Stated task 1
Answer these questions about the passage on data protection laws:
(a) What collective name does the passage give to the privacy and data protection laws, rules and directives?
(b) How does the passage describe the regulatory environment surrounding data protection laws?
(c) Whose acquisition may result in a violation of these laws?
Stated task 2
Rewrite the whole listing, putting "Perform detection" wherever "Run detection" occurs and keeping everything else unchanged.

Text block
┄┄┄┄┄┄┄┄┄┄

We are subject to a number of privacy and data protection laws, rules and directives (collectively, data protection laws) relating to the processing of personal data.
The regulatory environment surrounding data protection laws is uncertain. Complying with varying jurisdictional requirements could increase the costs and complexity of compliance, and violations of applicable data protection laws can result in significant penalties. A determination that there have been violations of applicable data protection laws could expose us to significant damage awards, fines and other penalties that could materially harm our business and reputation.
Any failure, or perceived failure, by us to comply with applicable data protection laws could result in proceedings or actions against us by governmental entities or others, subject us to significant fines, penalties, judgments and negative publicity, require us to change our business practices, increase the costs and complexity of compliance and adversely affect our business. As noted above, we are also subject to the possibility of security and privacy breaches, which themselves may result in a violation of these laws. Additionally, the acquisition of a company that is not in compliance with applicable data protection laws may result in a violation of these laws.

┄┄┄┄┄┄┄┄┄┄

Stored data
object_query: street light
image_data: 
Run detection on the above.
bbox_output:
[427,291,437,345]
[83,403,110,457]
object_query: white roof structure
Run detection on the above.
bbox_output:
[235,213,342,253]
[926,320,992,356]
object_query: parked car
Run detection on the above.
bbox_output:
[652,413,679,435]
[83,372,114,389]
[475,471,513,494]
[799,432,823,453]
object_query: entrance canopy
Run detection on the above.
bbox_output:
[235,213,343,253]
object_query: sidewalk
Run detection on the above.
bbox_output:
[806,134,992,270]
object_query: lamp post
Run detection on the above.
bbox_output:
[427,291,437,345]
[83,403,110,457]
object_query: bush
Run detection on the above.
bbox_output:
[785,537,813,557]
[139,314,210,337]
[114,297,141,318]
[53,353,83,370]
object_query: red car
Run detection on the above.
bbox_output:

┄┄┄┄┄┄┄┄┄┄

Full output 1
(a) Data protection laws.
(b) Uncertain.
(c) A company that is not in compliance with applicable data protection laws.

Full output 2
object_query: street light
image_data: 
Perform detection on the above.
bbox_output:
[427,291,437,345]
[83,403,110,457]
object_query: white roof structure
Perform detection on the above.
bbox_output:
[235,213,342,253]
[926,320,992,356]
object_query: parked car
Perform detection on the above.
bbox_output:
[652,413,679,435]
[83,372,114,389]
[475,471,513,494]
[799,432,823,453]
object_query: entrance canopy
Perform detection on the above.
bbox_output:
[235,213,343,253]
object_query: sidewalk
Perform detection on the above.
bbox_output:
[806,134,992,270]
object_query: lamp post
Perform detection on the above.
bbox_output:
[427,291,437,345]
[83,403,110,457]
object_query: bush
Perform detection on the above.
bbox_output:
[785,537,813,557]
[139,314,210,337]
[114,297,141,318]
[53,353,83,370]
object_query: red car
Perform detection on the above.
bbox_output:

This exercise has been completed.